#### Exercise directions
Reproduce every one of the records below word for word, leaving out the pictures.
::: Rows :::
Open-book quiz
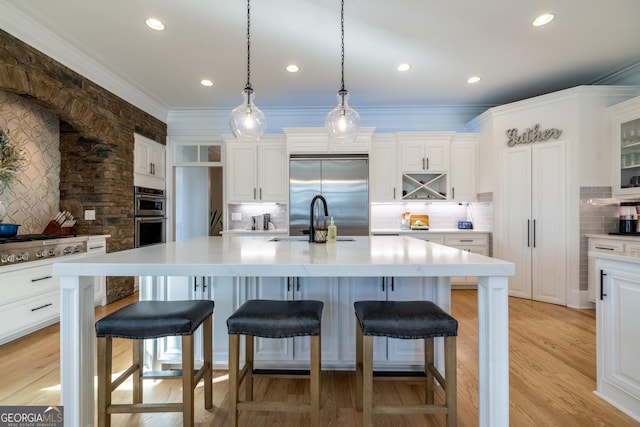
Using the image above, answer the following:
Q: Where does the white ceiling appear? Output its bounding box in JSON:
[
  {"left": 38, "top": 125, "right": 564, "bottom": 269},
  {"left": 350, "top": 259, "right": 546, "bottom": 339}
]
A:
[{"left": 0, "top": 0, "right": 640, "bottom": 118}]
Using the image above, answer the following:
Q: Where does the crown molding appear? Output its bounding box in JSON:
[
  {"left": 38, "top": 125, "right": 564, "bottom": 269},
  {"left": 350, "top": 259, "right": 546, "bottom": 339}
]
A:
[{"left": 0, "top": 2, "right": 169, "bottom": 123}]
:::
#### Exercise output
Open-book quiz
Using the image above, answer the following:
Q: Where does the white ceiling appear? Output its bounding box in JSON:
[
  {"left": 38, "top": 125, "right": 564, "bottom": 269},
  {"left": 350, "top": 259, "right": 546, "bottom": 339}
]
A:
[{"left": 0, "top": 0, "right": 640, "bottom": 118}]
Using the image above, answer the following:
Q: Where does the crown molding appear? Output its bounding box in JSON:
[
  {"left": 38, "top": 125, "right": 564, "bottom": 269},
  {"left": 350, "top": 259, "right": 546, "bottom": 339}
]
A:
[{"left": 0, "top": 2, "right": 169, "bottom": 123}]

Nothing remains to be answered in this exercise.